* [TASKS FOR THIS EXERCISE]
A - Set down the part of the one-lung ventilation passage below word for word, starting at the words "Of interest, Peel et" and stopping after the words "or wedge resection.".
B - In the one-lung ventilation passage below, which two PEEP levels does the ongoing study compare?
C - Extend the passage on one-lung ventilation in lung resection below, picking up after its last sentence.

* [QUOTED PASSAGE]
——
Summary of Randomized Controlled Trials of Patients Undergoing Lung Resection with One-Lung Ventilation

Summary of Randomized Controlled Trials of Patients Undergoing Lung Resection with One-Lung Ventilation

Of interest, Peel et al.  conducted two meta-analyses combining retrospective and prospective studies. The first concluded that the use of PEEP and recruitment maneuvers during one-lung ventilation was not associated with significantly lower rates of postoperative pulmonary complications.  The second study concluded that lower VT during one-lung ventilation was associated with lower rates of postoperative pulmonary complications. The ongoing Protective Ventilation With High Versus Low PEEP During One-lung Ventilation for Thoracic Surgery study is more optimally designed to answer the question of whether high or low PEEP (10 vs. 5 cm H2O) during one-lung ventilation is superior; the study aims to recruit a large group of patients undergoing pneumonectomy, lobectomy, or wedge resection.
——
* [GIVEN DATA]

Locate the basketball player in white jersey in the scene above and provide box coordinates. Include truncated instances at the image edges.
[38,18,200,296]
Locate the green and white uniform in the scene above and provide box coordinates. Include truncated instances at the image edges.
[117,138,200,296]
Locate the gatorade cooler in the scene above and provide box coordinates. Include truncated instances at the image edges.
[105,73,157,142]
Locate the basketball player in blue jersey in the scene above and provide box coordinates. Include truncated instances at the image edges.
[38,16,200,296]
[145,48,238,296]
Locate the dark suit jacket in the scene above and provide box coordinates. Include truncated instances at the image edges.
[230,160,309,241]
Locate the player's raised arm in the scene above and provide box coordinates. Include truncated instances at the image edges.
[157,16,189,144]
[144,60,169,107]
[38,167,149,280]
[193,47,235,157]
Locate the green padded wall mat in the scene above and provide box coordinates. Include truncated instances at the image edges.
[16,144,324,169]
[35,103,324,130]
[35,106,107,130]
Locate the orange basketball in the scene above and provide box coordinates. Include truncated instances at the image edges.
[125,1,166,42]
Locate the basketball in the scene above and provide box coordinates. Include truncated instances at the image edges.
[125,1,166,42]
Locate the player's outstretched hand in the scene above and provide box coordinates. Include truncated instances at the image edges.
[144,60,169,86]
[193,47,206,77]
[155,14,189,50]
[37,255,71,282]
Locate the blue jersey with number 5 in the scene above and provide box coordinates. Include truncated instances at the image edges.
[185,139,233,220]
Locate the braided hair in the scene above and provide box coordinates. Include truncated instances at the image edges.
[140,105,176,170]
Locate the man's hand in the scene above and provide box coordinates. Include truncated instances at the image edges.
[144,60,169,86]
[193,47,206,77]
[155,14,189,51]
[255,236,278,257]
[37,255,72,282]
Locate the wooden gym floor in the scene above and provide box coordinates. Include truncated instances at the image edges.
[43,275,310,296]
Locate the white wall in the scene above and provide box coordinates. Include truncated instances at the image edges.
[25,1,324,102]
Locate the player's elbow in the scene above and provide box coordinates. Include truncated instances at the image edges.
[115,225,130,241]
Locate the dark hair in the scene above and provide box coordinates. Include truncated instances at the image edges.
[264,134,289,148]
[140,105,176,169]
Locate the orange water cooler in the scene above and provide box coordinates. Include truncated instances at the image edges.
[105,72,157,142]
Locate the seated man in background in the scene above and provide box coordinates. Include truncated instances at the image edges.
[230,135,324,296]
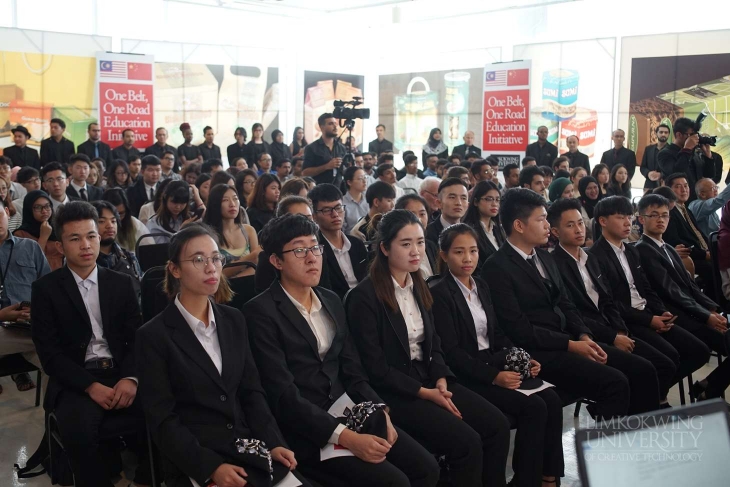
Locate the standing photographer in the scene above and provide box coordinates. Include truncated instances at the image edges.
[302,113,347,187]
[658,117,715,202]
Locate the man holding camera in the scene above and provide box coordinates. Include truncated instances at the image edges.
[302,113,347,188]
[658,117,715,204]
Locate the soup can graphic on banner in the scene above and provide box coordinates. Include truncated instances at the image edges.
[558,108,598,157]
[542,69,579,121]
[394,76,439,154]
[441,71,471,147]
[528,107,559,145]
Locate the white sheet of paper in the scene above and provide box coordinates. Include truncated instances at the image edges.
[274,472,302,487]
[516,379,555,396]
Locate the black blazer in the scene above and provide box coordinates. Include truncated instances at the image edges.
[663,203,710,261]
[551,245,629,345]
[66,182,103,204]
[76,140,111,166]
[601,147,636,181]
[588,237,667,327]
[243,280,383,456]
[481,243,592,352]
[636,235,719,323]
[430,273,513,384]
[136,303,284,485]
[317,232,368,300]
[31,266,142,411]
[345,277,454,397]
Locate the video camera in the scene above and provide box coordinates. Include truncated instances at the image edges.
[695,110,717,147]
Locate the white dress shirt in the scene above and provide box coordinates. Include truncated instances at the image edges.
[560,245,600,308]
[451,274,489,350]
[391,274,425,360]
[608,242,646,310]
[324,232,357,289]
[175,295,223,375]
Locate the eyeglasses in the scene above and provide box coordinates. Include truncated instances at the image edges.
[282,245,324,259]
[314,205,345,216]
[180,255,226,270]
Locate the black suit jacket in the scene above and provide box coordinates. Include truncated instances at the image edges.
[76,140,111,167]
[430,273,512,384]
[551,245,629,345]
[601,147,636,181]
[317,232,368,300]
[636,235,719,323]
[136,303,284,485]
[588,237,667,326]
[243,280,382,456]
[663,205,710,261]
[481,242,592,352]
[31,266,142,411]
[66,182,103,204]
[345,277,454,397]
[41,137,76,166]
[3,145,41,171]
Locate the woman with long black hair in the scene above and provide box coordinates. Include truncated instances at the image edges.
[431,225,564,487]
[346,210,509,487]
[464,181,507,271]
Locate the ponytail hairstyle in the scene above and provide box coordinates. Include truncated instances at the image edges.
[162,223,233,304]
[370,210,433,311]
[438,224,481,275]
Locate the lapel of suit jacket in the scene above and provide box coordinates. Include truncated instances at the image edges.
[164,303,226,391]
[269,280,321,360]
[62,267,92,331]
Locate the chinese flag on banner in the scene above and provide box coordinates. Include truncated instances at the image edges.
[506,69,530,86]
[127,63,151,81]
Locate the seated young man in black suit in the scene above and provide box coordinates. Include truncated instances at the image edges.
[426,178,469,246]
[136,224,302,486]
[482,188,659,418]
[548,198,677,405]
[588,196,710,400]
[31,201,151,487]
[636,194,730,398]
[308,183,368,299]
[243,215,439,486]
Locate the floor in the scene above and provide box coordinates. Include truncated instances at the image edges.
[0,364,715,487]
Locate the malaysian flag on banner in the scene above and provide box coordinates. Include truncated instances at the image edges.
[99,61,127,78]
[484,70,507,86]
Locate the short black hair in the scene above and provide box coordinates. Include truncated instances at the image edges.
[437,178,469,194]
[520,166,545,188]
[548,198,583,227]
[593,196,634,220]
[15,166,39,184]
[53,201,99,241]
[68,154,91,167]
[664,172,689,188]
[365,181,395,206]
[307,183,342,210]
[141,154,162,172]
[499,188,547,237]
[636,193,669,215]
[259,214,319,257]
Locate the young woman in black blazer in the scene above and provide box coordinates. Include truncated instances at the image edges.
[136,224,309,487]
[431,226,564,487]
[345,210,509,487]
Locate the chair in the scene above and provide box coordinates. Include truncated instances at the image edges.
[134,233,170,272]
[142,266,170,323]
[0,353,41,407]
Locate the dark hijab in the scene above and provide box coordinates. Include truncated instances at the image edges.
[15,189,57,241]
[578,176,603,218]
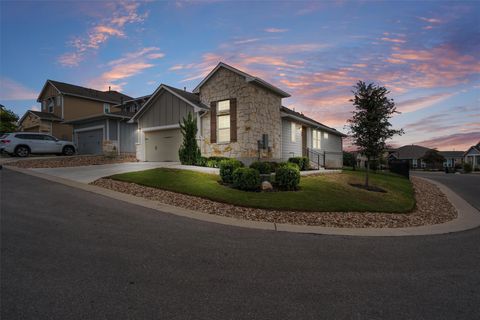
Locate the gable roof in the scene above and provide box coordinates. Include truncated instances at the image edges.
[280,106,347,137]
[131,83,210,121]
[393,144,431,159]
[37,80,133,104]
[193,62,290,98]
[18,110,62,124]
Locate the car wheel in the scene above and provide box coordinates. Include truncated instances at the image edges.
[15,146,30,158]
[63,146,75,156]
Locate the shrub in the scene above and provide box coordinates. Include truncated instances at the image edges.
[250,161,272,174]
[288,157,310,171]
[463,162,472,173]
[195,157,208,167]
[233,168,260,191]
[220,159,243,183]
[275,163,300,190]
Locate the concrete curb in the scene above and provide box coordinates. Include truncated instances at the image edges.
[4,166,480,237]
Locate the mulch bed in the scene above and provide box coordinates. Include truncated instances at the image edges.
[91,177,457,228]
[5,155,137,168]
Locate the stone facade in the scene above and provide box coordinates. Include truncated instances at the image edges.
[200,68,282,163]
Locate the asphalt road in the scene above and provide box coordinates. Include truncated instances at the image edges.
[0,169,480,320]
[410,171,480,211]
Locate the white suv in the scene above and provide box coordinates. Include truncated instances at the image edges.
[0,132,76,157]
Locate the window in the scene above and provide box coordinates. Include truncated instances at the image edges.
[312,130,321,149]
[290,122,297,142]
[217,100,230,142]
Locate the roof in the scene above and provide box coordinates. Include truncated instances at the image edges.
[193,62,290,98]
[132,83,210,121]
[37,80,133,104]
[392,144,431,160]
[438,151,465,158]
[280,106,347,137]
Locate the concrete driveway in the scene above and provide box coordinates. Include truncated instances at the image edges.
[410,171,480,211]
[31,162,179,183]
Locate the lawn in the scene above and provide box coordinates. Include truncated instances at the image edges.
[110,168,415,213]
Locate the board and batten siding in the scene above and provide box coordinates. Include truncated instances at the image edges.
[282,119,302,161]
[138,91,194,129]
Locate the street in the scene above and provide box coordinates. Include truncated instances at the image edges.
[0,168,480,320]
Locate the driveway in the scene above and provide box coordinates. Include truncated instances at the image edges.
[0,169,480,320]
[410,171,480,211]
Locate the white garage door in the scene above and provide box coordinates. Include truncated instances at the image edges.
[145,129,183,161]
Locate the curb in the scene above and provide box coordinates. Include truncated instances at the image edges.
[4,166,480,237]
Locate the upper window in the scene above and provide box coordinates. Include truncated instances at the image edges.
[312,130,321,149]
[217,100,230,142]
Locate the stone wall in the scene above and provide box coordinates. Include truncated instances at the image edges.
[200,68,281,163]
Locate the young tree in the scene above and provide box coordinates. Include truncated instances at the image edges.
[348,81,403,187]
[422,149,445,167]
[178,112,201,165]
[0,104,18,133]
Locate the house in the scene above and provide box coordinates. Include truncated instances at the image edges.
[18,80,132,140]
[65,96,150,154]
[388,144,430,169]
[438,151,465,168]
[130,63,344,168]
[463,142,480,170]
——
* [ANSWERS PER TASK]
A -
Of interest, Peel et al.  conducted two meta-analyses combining retrospective and prospective studies. The first concluded that the use of PEEP and recruitment maneuvers during one-lung ventilation was not associated with significantly lower rates of postoperative pulmonary complications.  The second study concluded that lower VT during one-lung ventilation was associated with lower rates of postoperative pulmonary complications. The ongoing Protective Ventilation With High Versus Low PEEP During One-lung Ventilation for Thoracic Surgery study is more optimally designed to answer the question of whether high or low PEEP (10 vs. 5 cm H2O) during one-lung ventilation is superior; the study aims to recruit a large group of patients undergoing pneumonectomy, lobectomy, or wedge resection.

B - 10 and 5 cm H2O.

C -
Recent and perhaps more relevant evidence derived from prospective randomized controlled trials on the ventilation of ICU patients without ARDS suggests that clinically important outcomes do not differ between patients who are ventilated with a low or higher VT or with low versus higher PEEP. Although it can be hypothesized that protective lung ventilation during one-lung ventilation is a prudent strategy to reduce postoperative pulmonary complications, there is limited evidence to support this, and data from both observational and randomized studies are conflicting. Certainly, none of the trials showed that a strategy of high VT ventilation was superior. Determination of the optimal VT level during one-lung ventilation requires further study, because the identified VT levels ranged from 4 to 8 ml/kg predicted body weight (which may not be low, per se, but reflect the physiologic level) and the effects of low versus higher PEEP are unclear. The importance of proven risk factors for postoperative pulmonary complications after lung resection, such as decrements in forced expiratory volume in 1 s or diffusion capacity of the lung for carbon monoxide and greater fluid administration during surgery, should also be emphasized and considered when interpreting observational data or in the design of future randomized controlled trials to examine the impact of protective lung ventilation during one-lung ventilation. Of these known risk factors, fluid restriction and ventilatory settings can be modified by anesthesiologists, as can less proven factors that may impact inflammatory responses, such as choice of inhalational or intravenous anesthetic agents, Fio2, and hypercapnia.